Please edit the material from its start through the line containing "57L424 59L424 129L426", changing "window bar" to "window frame" and leaving everything else unchanged.

---------- Information given ----------

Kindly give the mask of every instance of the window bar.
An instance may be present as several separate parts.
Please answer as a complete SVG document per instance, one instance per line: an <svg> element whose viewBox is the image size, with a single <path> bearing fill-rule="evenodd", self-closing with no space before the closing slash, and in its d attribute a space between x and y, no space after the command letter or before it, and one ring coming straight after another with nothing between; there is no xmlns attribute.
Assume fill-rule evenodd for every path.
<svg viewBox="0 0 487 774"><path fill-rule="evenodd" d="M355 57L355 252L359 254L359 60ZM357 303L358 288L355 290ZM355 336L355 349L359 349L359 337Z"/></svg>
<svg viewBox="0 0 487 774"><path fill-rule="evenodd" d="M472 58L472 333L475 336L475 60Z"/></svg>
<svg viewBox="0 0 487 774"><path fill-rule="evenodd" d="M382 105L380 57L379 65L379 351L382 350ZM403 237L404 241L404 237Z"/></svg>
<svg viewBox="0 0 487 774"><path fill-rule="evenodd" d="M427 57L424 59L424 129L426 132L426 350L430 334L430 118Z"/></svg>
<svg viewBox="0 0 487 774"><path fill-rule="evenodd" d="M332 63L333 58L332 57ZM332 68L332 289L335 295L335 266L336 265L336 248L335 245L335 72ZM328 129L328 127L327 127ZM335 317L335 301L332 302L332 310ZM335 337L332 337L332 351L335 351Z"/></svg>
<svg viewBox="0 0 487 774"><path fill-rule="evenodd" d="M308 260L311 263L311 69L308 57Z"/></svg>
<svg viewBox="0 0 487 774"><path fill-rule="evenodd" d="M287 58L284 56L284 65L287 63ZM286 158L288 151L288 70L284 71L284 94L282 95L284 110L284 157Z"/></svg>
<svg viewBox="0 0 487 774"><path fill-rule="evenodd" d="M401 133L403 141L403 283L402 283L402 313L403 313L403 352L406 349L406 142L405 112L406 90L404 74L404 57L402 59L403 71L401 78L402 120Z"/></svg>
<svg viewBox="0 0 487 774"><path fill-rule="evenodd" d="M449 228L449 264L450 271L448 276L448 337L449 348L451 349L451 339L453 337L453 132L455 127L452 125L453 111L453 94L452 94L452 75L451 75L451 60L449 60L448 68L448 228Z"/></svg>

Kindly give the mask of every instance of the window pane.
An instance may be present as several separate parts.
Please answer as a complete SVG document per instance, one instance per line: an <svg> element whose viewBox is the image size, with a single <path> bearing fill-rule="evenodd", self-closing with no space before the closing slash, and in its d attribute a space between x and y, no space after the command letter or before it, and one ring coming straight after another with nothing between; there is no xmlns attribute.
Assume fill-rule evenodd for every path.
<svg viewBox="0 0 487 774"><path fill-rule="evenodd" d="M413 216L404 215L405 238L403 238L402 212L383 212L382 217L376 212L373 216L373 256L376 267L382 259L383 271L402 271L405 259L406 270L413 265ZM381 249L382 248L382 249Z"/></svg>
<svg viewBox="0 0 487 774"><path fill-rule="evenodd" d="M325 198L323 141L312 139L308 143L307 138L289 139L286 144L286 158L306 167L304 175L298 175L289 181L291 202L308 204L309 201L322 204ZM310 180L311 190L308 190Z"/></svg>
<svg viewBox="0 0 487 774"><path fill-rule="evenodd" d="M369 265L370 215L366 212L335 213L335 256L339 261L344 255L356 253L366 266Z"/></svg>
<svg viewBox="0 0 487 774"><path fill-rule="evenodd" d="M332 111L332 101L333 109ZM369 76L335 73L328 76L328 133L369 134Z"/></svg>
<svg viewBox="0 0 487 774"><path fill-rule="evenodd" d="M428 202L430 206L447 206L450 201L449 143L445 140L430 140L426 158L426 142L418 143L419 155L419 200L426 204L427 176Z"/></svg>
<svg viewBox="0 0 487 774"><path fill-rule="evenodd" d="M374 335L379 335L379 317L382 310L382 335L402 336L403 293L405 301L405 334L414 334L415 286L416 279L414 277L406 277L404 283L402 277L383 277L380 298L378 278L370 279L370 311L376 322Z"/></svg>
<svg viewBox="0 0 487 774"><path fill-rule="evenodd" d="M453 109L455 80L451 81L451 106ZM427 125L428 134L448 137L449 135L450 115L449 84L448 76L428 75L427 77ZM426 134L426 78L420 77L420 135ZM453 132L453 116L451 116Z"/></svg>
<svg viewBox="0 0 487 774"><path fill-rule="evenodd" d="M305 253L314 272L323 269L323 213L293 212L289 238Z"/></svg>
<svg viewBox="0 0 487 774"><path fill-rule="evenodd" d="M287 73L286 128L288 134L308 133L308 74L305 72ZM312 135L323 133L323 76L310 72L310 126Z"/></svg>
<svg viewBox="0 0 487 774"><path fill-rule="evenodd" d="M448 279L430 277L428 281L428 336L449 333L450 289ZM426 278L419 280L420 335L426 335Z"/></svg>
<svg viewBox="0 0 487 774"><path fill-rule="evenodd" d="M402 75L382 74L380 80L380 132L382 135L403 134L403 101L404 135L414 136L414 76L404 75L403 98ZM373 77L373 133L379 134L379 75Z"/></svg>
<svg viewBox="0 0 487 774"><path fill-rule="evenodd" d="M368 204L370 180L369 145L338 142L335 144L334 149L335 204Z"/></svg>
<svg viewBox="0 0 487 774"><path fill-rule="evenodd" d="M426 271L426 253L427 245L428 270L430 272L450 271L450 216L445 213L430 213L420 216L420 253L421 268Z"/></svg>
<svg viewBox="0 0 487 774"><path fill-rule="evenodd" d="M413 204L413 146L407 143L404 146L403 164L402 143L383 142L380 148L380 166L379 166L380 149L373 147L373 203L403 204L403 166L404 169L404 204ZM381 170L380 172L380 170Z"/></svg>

----------

Solved problem:
Kindly give the mask of every instance of the window frame.
An instance may be present as several separate parts.
Please answer as a complete SVG document per instance, one instance per line: an <svg> element whose viewBox is the image size, with a single <path> bearing fill-rule="evenodd", self-closing with no space before the closing slash, and in its d attribute a space between x and y, no space after the command letter or before it, and one ring coming straight after another with nothing between; there is no xmlns attribute.
Assume fill-rule evenodd for every path.
<svg viewBox="0 0 487 774"><path fill-rule="evenodd" d="M355 57L355 252L359 254L359 60ZM357 303L358 288L355 290ZM355 336L355 349L359 349L359 337Z"/></svg>
<svg viewBox="0 0 487 774"><path fill-rule="evenodd" d="M472 58L472 333L475 336L475 60Z"/></svg>
<svg viewBox="0 0 487 774"><path fill-rule="evenodd" d="M382 105L380 57L379 65L379 351L382 350ZM403 237L404 241L404 237Z"/></svg>
<svg viewBox="0 0 487 774"><path fill-rule="evenodd" d="M427 57L424 59L424 129L426 132L426 350L430 334L430 118Z"/></svg>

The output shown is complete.